(Excerpt from a dataset)
————

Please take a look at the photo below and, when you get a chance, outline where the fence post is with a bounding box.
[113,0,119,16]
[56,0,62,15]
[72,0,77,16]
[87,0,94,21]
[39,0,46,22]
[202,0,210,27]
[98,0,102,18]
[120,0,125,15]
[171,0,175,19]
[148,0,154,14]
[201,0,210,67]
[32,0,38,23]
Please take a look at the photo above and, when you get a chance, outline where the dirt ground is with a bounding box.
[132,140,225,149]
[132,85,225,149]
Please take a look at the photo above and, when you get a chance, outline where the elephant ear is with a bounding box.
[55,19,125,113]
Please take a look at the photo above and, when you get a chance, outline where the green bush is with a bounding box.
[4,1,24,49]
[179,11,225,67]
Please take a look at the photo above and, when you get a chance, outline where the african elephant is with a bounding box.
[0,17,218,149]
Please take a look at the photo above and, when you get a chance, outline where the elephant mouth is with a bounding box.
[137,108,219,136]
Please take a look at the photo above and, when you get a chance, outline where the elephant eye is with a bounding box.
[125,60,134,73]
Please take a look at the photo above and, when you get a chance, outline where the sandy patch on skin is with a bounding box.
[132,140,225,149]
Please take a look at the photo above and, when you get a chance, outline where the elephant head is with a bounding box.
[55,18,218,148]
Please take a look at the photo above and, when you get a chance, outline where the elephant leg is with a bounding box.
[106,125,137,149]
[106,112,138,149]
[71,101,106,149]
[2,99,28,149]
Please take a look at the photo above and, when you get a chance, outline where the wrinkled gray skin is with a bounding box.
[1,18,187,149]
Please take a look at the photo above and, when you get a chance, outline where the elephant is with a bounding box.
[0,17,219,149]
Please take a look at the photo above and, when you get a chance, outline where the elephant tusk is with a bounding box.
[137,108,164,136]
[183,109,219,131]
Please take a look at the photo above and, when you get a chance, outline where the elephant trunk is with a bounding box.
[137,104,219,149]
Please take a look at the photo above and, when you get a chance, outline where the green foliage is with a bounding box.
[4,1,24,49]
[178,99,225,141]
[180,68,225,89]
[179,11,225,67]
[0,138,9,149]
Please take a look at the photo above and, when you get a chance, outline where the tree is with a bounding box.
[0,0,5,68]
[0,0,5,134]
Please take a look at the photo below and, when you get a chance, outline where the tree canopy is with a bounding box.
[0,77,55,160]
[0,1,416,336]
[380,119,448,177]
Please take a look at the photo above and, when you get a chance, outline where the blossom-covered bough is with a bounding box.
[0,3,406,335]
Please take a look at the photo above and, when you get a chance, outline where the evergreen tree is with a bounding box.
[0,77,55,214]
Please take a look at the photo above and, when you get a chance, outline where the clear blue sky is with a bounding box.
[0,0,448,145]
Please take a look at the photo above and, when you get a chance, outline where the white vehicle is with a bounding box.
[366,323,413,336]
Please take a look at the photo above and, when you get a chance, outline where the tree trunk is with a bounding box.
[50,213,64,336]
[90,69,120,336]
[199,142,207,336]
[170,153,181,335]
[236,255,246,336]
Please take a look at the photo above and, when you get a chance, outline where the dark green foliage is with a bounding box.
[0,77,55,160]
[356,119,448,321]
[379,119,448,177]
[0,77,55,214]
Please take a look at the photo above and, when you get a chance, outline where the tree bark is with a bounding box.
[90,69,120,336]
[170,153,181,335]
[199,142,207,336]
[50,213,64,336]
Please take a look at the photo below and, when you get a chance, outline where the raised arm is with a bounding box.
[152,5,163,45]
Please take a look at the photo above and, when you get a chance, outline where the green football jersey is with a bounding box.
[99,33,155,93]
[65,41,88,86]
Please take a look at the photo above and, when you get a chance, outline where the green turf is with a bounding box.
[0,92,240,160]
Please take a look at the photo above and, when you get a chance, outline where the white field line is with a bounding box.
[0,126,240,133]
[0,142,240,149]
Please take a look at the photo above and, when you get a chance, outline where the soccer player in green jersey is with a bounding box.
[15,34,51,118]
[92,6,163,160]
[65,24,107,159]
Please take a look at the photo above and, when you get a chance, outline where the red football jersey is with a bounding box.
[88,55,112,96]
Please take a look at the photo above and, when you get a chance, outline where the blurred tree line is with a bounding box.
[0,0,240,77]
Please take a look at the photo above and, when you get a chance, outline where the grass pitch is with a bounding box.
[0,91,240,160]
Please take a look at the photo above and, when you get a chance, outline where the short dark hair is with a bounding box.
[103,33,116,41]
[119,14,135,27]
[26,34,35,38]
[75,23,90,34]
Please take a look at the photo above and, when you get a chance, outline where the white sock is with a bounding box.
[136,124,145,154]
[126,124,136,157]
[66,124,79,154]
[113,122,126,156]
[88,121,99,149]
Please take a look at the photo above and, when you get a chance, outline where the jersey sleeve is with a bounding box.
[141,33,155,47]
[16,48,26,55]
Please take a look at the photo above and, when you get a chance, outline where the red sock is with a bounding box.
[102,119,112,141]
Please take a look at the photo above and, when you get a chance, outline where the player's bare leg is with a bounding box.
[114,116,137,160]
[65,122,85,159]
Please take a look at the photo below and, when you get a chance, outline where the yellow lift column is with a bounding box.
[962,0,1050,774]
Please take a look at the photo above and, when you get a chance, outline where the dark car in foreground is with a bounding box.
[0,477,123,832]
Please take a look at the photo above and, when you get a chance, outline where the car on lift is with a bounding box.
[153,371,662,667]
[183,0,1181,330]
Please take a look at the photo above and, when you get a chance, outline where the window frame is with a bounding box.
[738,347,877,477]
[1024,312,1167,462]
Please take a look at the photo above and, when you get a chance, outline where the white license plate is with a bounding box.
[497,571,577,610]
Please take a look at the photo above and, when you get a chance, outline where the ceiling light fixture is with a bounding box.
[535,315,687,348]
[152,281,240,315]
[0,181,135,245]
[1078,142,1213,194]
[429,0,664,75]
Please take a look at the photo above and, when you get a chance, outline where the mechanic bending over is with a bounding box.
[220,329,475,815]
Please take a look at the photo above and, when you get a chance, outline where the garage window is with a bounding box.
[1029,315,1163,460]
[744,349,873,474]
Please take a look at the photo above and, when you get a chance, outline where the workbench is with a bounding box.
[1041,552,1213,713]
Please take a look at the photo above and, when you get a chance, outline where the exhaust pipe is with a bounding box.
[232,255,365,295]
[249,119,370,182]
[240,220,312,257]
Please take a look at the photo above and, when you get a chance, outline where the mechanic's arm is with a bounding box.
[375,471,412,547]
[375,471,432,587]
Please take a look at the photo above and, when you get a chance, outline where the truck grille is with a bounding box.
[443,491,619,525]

————

PROBLEM DETAILS.
Return each line of the records above verbatim, changing nothing.

THE SOLUTION.
Please take a look at the photo below and, when you get a chance, outline where the fence post is with a bounding box.
[113,0,119,16]
[56,0,62,15]
[72,0,77,16]
[87,0,94,21]
[39,0,46,22]
[202,0,210,27]
[98,0,102,18]
[120,0,125,15]
[171,0,175,19]
[148,0,154,14]
[201,0,210,67]
[32,0,38,23]
Please take a look at the photo above and, when you get a chance, outline where the dirt ground is with a bounding box.
[132,140,225,149]
[132,85,225,149]
Please take a look at the photo above and, when you get a chance, outline where the elephant ear is with a bounding box.
[55,19,125,113]
Please take a look at the photo above and, when you get a chance, outline where the green bush is with a bounding box.
[4,1,24,49]
[179,11,225,67]
Please take a look at the photo above and, when you get a chance, outline where the african elephant is with a bounding box.
[0,17,218,149]
Please take a look at the photo above and, when you get a chance, outline where the elephant mouth is with a bounding box.
[137,108,219,136]
Please take a look at the photo above and, when you get a chance, outline where the elephant eye is with a bounding box.
[125,60,134,73]
Please take a look at the photo above and, when you get a chance, outline where the sandy patch on skin is with a bounding box.
[132,140,225,149]
Please take a look at the photo above and, when you get a chance, outline where the elephant head is with a bounding box.
[55,18,218,148]
Please take a look at the photo above and, when you get a chance, outline where the elephant leg is with a bounding box.
[106,125,137,149]
[106,112,138,149]
[71,101,106,149]
[2,99,28,149]
Please take a look at the photo above and, when you get a chance, outline where the wrinkled gray skin is with a bounding box.
[1,18,187,149]
Please take a look at the photo above and, when you get a chance, outline where the elephant is with a bounding box.
[0,17,219,149]
Please take a look at the photo above and, when you get a chance, outline where the elephant tusk is with a bounding box.
[137,108,164,136]
[183,109,219,131]
Please take a look at the photo above and, when you get a chance, outline where the elephant trunk is with a bounding box.
[137,104,219,149]
Please take a look at the photo above and, when you get a chance, outline where the green foliage is with a bounding box.
[4,1,24,49]
[178,99,225,141]
[180,68,225,89]
[179,11,225,67]
[0,138,9,149]
Please take a look at the photo above and, when you get a chance, outline where the tree is with a bounding box.
[0,0,5,68]
[0,0,5,134]
Please take a look at the photo below and, when you get a chance, outline where the tree canopy is with a bounding box.
[0,77,55,160]
[0,1,416,336]
[380,119,448,177]
Please take a look at the photo above and, when you get a chance, outline where the blossom-covered bough is with a bounding box.
[0,3,406,335]
Please take a look at the photo above and, when you get a chance, outline where the evergreen tree is with a bounding box.
[0,77,55,214]
Please take a look at the photo above and, when you get a chance, outline where the clear blue sky is with a bounding box.
[0,0,448,145]
Please take a look at the photo above and, when you get a chance, outline where the white vehicle is with a bounding box.
[366,323,413,336]
Please take a look at the photo above and, when you get a chance, outline where the tree trunk is with a bounding box.
[50,213,64,336]
[90,69,120,336]
[199,142,207,336]
[170,153,181,335]
[236,255,246,336]
Please take a look at the photo above and, when you get a chance, outline where the dark green foliage is with a bounding box.
[0,77,55,160]
[356,119,448,321]
[379,119,448,177]
[0,77,55,214]
Please take a look at the photo above and, when you get a chance, outline where the tree bark is with a bounding box.
[90,69,120,336]
[170,153,181,335]
[199,142,207,336]
[50,213,64,336]
Please take a look at the photo below and, when you get a chance, outline where the raised arm is with a bounding box.
[152,5,163,45]
Please take a look at the photo above and, when you get a chance, outline where the green football jersey is with a bounding box.
[99,33,155,93]
[65,41,88,86]
Please take a look at the photo above and, when you get a chance, outline where the green turf is with a bounding box.
[0,92,240,160]
Please take a look at the photo above and, when you get a chance, outline where the white field line is with a bounding box.
[0,126,240,133]
[0,142,240,149]
Please take a look at the photo above and, when you get a chance, outline where the soccer player in green jersey is with a bounding box.
[15,34,51,118]
[92,6,163,160]
[65,24,107,159]
Please take a look at the photo above and, when you get a chance, outline where the red football jersey is with a bounding box.
[88,55,112,96]
Please take a look at the photo above and, when you get a chance, outline where the blurred tree line is with a bounding box.
[0,0,240,77]
Please take a look at the photo above and, when you get a chance, outline where the grass pitch is with a bounding box.
[0,91,240,160]
Please take a look at the photo above and, when you get a chance, outline where the short dark hair is with a bounding box.
[103,33,116,41]
[119,14,135,27]
[26,34,35,38]
[75,23,90,34]
Please take a look at the photo above and, when you get a chance, outline where the white sock is with a bounding box.
[136,124,145,154]
[126,124,136,157]
[66,124,79,154]
[113,122,126,156]
[88,121,99,149]
Please take a look at the photo above and, when you get a chance, outline where the jersey sleeve is with a bounding box.
[141,33,155,47]
[16,48,26,55]
Please take a look at the photo above and, when you get a chance, outline where the red sock is with a bounding box.
[102,119,112,141]
Please take a look at the photo above and, when you get a chance, outline where the player's bare leg is with a bounding box.
[114,116,137,160]
[65,122,85,159]
Please take a look at the photo below and, when you get a chance, outline where the yellow lift column is with a bounding box.
[962,0,1050,774]
Please take a look at the photo above and, when you get a chance, outline where the dark car in foreground is with a bounding box.
[0,477,123,832]
Please take a look at the photo above and, when you get a chance, outline where the car on lift is with a bounding box.
[153,371,662,667]
[183,0,1181,330]
Please take a look at the photo above and, when you get a chance, outline where the window frame is with a bounding box.
[738,347,877,477]
[1024,312,1167,462]
Please take a look at the photo above and, when you get a chance, outline where the white license plate is with a bounding box.
[497,571,577,610]
Please take a look at the photo above and, when you get a chance, outline where the ceiling light fixture is with a bounding box.
[535,315,687,348]
[152,281,240,315]
[0,181,135,245]
[1078,142,1213,194]
[429,0,664,75]
Please take a look at the photo above and, when you get a chance, outline where the mechanic bending over is with a bounding box.
[220,329,475,815]
Please take a look at the photo above and, when you get a chance, outline where the garage window is with a bounding box.
[1029,315,1163,460]
[744,349,873,474]
Please take a look at the photo above and, when you get a chance, outline where the workbench is with a bounding box.
[1041,552,1213,713]
Please take a look at the photo above and, when you get a chance, outline where the exhaust pipe is with a bounding box.
[232,255,365,295]
[249,119,370,182]
[240,220,312,257]
Please take a look at the photo above and, when you get a chance, outline where the mechanic's arm is with a bounding box.
[375,471,412,547]
[375,471,432,587]
Please take a look at the photo above and, when you get a chance, outline where the truck grille is with a bounding box.
[443,491,619,525]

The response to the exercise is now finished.